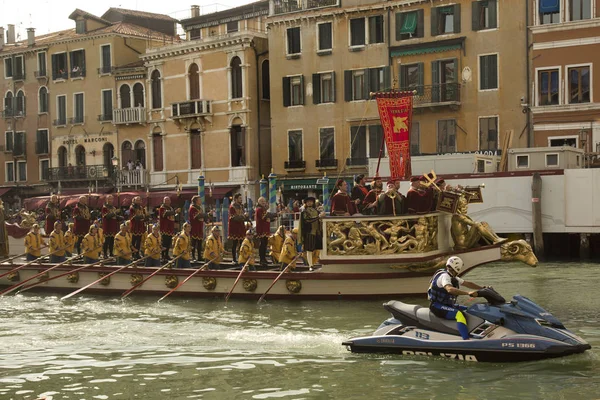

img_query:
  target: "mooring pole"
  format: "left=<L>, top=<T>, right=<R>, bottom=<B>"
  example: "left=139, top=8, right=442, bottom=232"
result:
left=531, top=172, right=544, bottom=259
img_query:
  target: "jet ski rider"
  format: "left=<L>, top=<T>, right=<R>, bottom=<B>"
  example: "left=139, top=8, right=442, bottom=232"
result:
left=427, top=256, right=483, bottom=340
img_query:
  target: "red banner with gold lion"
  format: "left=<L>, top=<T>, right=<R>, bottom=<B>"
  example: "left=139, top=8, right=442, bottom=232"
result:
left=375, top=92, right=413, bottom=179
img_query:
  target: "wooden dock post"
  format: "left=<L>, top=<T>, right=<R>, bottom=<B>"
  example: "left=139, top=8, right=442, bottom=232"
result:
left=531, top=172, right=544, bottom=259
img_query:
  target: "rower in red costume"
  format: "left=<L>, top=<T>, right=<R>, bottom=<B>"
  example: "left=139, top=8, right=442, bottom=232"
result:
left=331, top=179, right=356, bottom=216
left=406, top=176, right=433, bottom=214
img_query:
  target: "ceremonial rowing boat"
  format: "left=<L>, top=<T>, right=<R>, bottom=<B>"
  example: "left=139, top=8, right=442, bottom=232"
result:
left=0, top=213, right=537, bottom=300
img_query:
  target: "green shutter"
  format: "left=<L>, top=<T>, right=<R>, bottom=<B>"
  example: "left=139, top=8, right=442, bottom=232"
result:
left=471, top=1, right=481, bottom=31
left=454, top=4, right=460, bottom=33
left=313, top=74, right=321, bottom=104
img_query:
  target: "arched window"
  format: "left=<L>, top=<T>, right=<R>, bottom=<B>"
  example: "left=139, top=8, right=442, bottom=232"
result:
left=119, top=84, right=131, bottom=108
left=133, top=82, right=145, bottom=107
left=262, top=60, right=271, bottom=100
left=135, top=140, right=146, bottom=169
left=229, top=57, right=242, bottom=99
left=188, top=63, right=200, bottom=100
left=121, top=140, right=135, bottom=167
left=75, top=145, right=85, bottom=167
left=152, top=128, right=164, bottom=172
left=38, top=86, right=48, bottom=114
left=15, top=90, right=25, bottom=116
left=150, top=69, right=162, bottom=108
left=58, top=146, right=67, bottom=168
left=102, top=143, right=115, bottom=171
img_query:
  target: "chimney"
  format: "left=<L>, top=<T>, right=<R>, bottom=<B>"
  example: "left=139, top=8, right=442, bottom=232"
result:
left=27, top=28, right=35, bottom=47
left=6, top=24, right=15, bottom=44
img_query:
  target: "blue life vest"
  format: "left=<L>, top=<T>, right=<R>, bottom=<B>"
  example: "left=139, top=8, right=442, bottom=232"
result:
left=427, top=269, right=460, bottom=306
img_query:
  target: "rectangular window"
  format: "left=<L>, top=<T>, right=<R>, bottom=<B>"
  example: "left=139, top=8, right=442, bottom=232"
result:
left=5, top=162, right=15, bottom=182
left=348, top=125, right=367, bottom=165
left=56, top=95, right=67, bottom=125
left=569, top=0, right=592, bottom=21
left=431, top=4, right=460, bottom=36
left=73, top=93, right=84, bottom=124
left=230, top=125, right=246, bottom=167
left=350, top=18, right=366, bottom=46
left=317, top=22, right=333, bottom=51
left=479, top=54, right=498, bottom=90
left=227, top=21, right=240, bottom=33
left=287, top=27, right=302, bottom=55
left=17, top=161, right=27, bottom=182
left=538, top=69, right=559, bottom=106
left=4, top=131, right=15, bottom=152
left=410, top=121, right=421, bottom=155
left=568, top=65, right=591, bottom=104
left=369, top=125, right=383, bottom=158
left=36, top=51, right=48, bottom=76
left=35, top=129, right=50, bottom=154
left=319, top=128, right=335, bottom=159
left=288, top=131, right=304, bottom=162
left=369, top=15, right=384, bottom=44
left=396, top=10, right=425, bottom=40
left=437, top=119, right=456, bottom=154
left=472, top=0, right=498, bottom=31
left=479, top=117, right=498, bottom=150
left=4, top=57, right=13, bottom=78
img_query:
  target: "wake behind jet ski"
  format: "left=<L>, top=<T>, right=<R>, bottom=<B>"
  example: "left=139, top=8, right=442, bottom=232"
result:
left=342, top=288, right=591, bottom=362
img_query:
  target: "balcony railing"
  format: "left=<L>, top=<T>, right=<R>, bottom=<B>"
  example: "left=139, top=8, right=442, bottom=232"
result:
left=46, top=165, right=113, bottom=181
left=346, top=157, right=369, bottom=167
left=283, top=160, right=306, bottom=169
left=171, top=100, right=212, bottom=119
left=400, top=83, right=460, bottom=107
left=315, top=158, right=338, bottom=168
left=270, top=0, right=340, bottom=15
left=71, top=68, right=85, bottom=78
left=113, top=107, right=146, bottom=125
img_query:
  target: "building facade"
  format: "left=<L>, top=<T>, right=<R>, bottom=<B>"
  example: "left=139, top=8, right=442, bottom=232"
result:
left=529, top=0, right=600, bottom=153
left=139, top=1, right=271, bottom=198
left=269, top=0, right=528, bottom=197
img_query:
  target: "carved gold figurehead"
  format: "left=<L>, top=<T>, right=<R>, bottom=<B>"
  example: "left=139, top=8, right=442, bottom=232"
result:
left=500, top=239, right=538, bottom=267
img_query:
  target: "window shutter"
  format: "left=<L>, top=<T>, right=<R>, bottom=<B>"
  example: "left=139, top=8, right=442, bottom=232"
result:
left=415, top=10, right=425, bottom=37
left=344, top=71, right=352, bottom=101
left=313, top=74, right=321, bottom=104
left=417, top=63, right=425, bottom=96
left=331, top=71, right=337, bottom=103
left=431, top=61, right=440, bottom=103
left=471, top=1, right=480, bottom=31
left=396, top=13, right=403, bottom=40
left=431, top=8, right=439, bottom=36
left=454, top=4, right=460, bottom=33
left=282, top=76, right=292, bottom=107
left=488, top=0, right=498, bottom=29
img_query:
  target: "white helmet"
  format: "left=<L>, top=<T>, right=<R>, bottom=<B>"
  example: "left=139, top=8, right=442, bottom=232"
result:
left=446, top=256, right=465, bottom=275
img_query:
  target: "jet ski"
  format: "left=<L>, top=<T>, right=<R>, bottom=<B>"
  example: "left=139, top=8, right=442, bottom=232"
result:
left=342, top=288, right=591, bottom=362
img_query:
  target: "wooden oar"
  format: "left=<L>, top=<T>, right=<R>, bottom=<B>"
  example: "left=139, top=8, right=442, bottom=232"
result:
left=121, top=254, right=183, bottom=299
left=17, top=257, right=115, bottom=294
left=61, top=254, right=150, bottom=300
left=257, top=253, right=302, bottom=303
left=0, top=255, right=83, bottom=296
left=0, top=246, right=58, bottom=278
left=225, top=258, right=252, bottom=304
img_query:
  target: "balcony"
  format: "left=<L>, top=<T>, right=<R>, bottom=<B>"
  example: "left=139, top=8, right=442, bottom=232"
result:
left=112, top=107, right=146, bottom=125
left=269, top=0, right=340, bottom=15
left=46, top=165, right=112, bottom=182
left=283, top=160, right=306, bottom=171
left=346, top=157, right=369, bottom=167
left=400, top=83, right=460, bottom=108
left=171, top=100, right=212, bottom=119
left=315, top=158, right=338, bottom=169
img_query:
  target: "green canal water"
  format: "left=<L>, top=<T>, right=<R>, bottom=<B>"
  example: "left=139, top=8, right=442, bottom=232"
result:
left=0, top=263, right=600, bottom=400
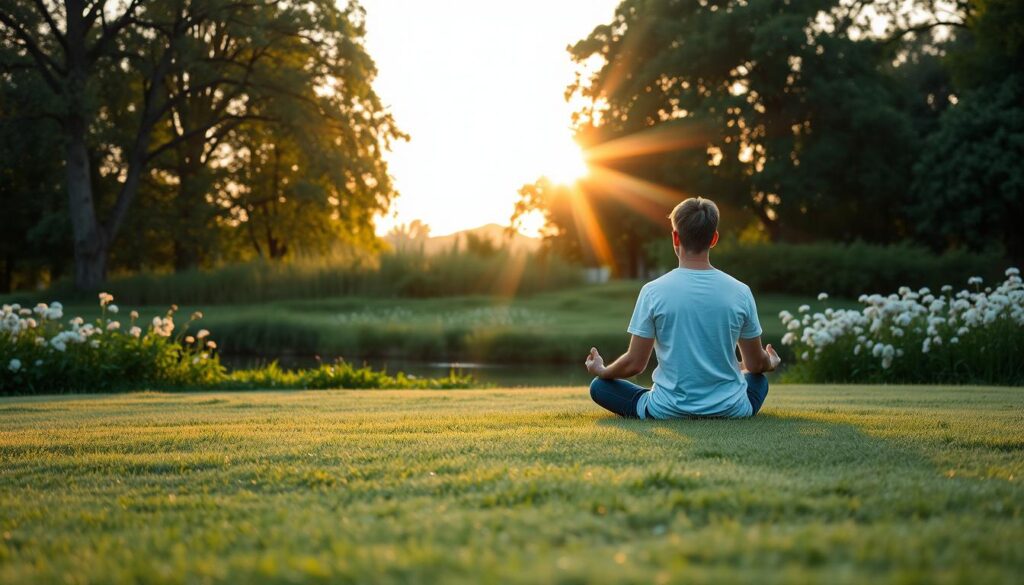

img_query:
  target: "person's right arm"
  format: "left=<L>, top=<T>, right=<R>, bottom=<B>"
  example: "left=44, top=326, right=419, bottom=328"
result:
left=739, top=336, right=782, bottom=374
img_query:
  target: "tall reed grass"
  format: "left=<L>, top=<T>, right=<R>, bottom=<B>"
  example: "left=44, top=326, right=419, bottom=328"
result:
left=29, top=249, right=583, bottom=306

--

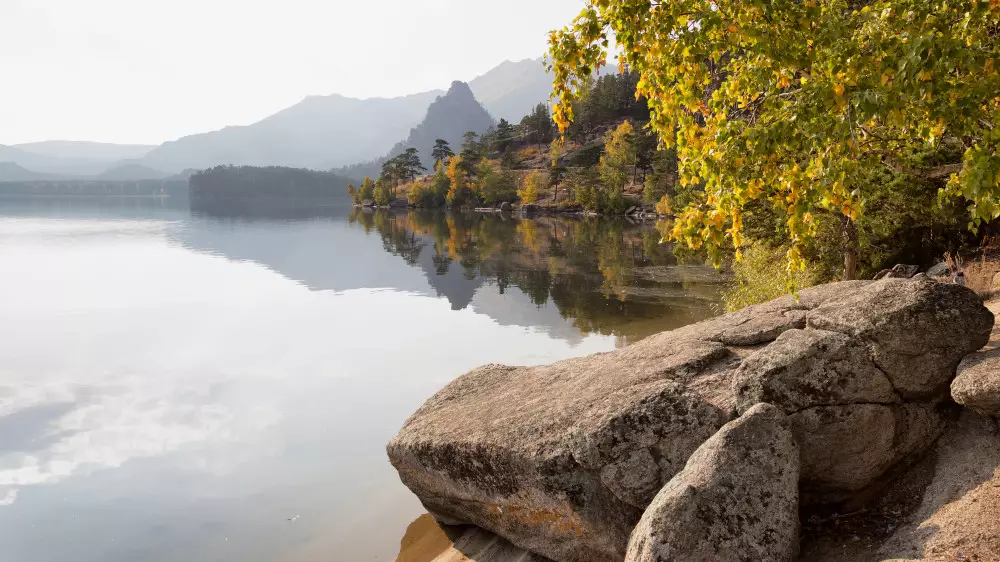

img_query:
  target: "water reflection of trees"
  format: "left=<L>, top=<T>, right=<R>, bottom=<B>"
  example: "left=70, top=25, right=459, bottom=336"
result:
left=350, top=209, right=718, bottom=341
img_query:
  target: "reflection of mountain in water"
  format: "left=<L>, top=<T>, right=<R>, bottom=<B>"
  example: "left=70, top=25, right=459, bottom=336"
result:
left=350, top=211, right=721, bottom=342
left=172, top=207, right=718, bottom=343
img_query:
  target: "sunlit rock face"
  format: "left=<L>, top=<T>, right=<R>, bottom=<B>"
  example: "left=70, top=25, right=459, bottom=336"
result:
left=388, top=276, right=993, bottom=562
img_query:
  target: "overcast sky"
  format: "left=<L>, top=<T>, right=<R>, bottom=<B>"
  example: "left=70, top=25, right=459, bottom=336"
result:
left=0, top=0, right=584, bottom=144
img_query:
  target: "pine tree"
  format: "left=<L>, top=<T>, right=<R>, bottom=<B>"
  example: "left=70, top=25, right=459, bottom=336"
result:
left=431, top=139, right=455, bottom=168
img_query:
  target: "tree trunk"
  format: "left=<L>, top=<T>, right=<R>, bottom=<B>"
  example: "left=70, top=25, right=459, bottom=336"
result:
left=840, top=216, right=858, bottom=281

* Given problem: Count the lines in the records above that contain the string "green". Give only the number.

* The output: 2